───── EXTRAIT DU DOCUMENT ─────
CJCE, 1re ch., 26 mars 2009, n° C-348/07

COUR DE JUSTICE DES COMMUNAUTÉS EUROPÉENNES

Arrêt

PARTIES

Demandeur :

Semen

Défendeur :

Deutsche Tamoil GmbH

COMPOSITION DE LA JURIDICTION

Président de chambre :

M. Jann

Avocat général :

M. Poiares Maduro

Juges :

MM. Ilešic, Tizzano, Levits (rapporteur), Kasel

Avocats :

Mes Rust, Wambach, Fiorentino

CJCE n° C-348/07

26 mars 2009

LA COUR (première chambre),

1 La demande de décision préjudicielle porte sur l'interprétation de l'article 17 de la directive 86-653-CEE du Conseil, du 18 décembre 1986, relative à la coordination des droits des États membres concernant les agents commerciaux indépendants (JO L 382, p. 17, ci-après la "directive").

2 Cette demande a été présentée dans le cadre d'un litige opposant M. Semen, preneur à bail d'une station-service, à Deutsche Tamoil GmbH (ci-après "Deutsche Tamoil"), au sujet du montant de l'indemnité de cessation de contrat due à M. Semen en raison de la résiliation de son contrat par ladite société.

Le cadre juridique

La réglementation communautaire

3 L'article 17 de la directive dispose:

"1. Les États membres prennent les mesures nécessaires pour assurer à l'agent commercial, après cessation du contrat, une indemnité selon le paragraphe 2 ou la réparation du préjudice selon le paragraphe 3.

2. a) L'agent commercial a droit à une indemnité si et dans la mesure où:

- il a apporté de nouveaux clients au commettant ou développé sensiblement les opérations avec les clients existants et le commettant a encore des avantages substantiels résultant des opérations avec ces clients

et

- le paiement de cette indemnité est équitable, compte tenu de toutes les circonstances, notamment des commissions que l'agent commercial perd et qui résultent des opérations avec ces clients. Les États membres peuvent prévoir que ces circonstances comprennent aussi l'application ou non d'une clause de non-concurrence au sens de l'article 20.

b) Le montant de l'indemnité ne peut excéder un chiffre équivalent à une indemnité annuelle calculée à partir de la moyenne annuelle des rémunérations touchées par l'agent commercial au cours des cinq dernières années et, si le contrat remonte à moins de cinq ans, l'indemnité est calculée sur la moyenne de la période.
───── LIGNES ENREGISTRÉES ─────
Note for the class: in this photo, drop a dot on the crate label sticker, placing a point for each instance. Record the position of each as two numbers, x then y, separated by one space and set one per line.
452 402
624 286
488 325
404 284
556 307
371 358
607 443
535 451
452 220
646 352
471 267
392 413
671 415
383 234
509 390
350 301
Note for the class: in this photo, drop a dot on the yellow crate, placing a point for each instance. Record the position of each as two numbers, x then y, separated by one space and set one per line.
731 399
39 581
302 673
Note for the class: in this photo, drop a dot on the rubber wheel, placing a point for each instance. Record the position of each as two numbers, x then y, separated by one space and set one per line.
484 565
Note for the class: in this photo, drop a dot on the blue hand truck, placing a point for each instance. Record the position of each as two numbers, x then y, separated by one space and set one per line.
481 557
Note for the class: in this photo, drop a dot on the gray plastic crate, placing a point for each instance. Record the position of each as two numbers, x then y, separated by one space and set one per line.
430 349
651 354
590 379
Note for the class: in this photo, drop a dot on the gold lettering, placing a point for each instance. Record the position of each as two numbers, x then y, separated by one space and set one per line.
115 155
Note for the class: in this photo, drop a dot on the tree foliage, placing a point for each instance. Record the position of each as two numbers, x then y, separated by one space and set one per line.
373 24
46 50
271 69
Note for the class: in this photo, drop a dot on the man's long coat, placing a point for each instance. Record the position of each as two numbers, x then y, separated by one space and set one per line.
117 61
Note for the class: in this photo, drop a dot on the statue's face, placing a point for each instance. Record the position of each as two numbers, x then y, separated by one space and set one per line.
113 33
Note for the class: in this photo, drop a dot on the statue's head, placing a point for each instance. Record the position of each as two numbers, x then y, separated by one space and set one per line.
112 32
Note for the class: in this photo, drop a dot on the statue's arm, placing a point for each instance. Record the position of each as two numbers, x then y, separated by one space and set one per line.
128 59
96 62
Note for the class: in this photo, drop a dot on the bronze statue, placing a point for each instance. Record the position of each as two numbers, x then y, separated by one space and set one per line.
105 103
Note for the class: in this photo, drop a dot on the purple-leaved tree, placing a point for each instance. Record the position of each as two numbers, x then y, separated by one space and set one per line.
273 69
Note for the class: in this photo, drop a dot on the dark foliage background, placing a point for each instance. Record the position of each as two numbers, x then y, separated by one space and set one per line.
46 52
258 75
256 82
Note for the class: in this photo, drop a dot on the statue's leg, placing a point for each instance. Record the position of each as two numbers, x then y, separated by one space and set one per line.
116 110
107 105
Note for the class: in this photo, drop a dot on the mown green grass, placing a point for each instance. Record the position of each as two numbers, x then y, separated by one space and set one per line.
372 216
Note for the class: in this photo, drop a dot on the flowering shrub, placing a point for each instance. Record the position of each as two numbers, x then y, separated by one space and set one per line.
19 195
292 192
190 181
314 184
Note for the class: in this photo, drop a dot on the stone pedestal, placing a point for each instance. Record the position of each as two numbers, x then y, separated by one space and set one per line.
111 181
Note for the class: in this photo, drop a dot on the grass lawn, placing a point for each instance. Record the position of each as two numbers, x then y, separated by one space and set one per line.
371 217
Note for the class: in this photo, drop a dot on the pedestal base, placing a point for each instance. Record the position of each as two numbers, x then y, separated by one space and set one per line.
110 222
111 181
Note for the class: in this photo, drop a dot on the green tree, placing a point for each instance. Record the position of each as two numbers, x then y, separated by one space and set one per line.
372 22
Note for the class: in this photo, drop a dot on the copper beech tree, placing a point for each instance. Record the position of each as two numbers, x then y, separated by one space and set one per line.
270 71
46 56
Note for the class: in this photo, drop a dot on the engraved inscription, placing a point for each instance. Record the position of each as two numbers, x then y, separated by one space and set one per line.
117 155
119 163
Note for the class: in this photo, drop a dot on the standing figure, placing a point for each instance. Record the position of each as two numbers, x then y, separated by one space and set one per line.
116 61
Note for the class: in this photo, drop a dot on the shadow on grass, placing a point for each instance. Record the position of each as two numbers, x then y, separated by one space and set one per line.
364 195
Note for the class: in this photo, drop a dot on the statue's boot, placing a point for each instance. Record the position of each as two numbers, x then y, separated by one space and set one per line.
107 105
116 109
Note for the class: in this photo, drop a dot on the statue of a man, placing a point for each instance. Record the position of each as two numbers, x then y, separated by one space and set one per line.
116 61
─────
## TÂCHES À RÉALISER:
[1] Reformulez en liste numérotée les lignes enregistrées, de celle qui contient "on the copper" jusqu'à la dernière de ces lignes incluse, sans reprendre les lignes vides.
[2] Continuez l'arrêt Semen contre Deutsche Tamoil à partir de sa dernière phrase.

## RÉPONSES PAR TÂCHE:
[1]
1. Note for the class: in this photo, drop a dot on the copper beech tree, placing a point for each instance. Record the position of each as two numbers, x then y, separated by one space and set one per line.
2. 270 71
3. 46 56
4. Note for the class: in this photo, drop a dot on the engraved inscription, placing a point for each instance. Record the position of each as two numbers, x then y, separated by one space and set one per line.
5. 117 155
6. 119 163
7. Note for the class: in this photo, drop a dot on the standing figure, placing a point for each instance. Record the position of each as two numbers, x then y, separated by one space and set one per line.
8. 116 61
9. Note for the class: in this photo, drop a dot on the shadow on grass, placing a point for each instance. Record the position of each as two numbers, x then y, separated by one space and set one per line.
10. 364 195
11. Note for the class: in this photo, drop a dot on the statue's boot, placing a point for each instance. Record the position of each as two numbers, x then y, separated by one space and set one per line.
12. 107 105
13. 116 109
14. Note for the class: in this photo, drop a dot on the statue of a man, placing a point for each instance. Record the position of each as two numbers, x then y, separated by one space and set one per line.
15. 116 61

[2]
c) L'octroi de cette indemnité ne prive pas l'agent commercial de faire valoir des dommages-intérêts.

[...]"

La réglementation nationale

4 L'article 89b, paragraphe 1, du Code de commerce allemand (Handelsgesetzbuch), tel qu'en vigueur au moment des faits au principal, transpose l'article 17, paragraphe 2, de la directive en droit national. Il est libellé comme suit:

"1. Après cessation du contrat, l'agent commercial peut exiger de l'entrepreneur une indemnité appropriée lorsque, et dans la mesure où,

(1) l'entrepreneur retire, même après la cessation du contrat, des bénéfices considérables d'une relation d'affaires avec de nouveaux clients démarchés par l'agent commercial,

(2) du fait de la cessation du contrat, l'agent commercial perd son droit à la commission qu'il aurait perçue, en cas de poursuite de celui-ci, pour des transactions conclues ou qui seront conclues avec des clients qu'il a démarchés, et

(3) le paiement d'une indemnité est équitable, compte tenu de l'ensemble des circonstances.

2. Est assimilé au démarchage d'un nouveau client le fait pour un agent commercial d'avoir approfondi la relation d'affaires avec un client existant de manière telle que cela équivaut, d'un point de vue économique, au démarchage d'un nouveau client."

Le litige au principal et les questions préjudicielles

5 Du 1er novembre 2001 jusqu'au 31 décembre 2005, M. Semen était preneur à bail d'une station-service de Deutsche Tamoil à Berlin. Il y vendait essentiellement des carburants et des lubrifiants au nom et pour le compte de celle-ci mais également des cartes téléphoniques de différents opérateurs que ladite société mettait à sa disposition.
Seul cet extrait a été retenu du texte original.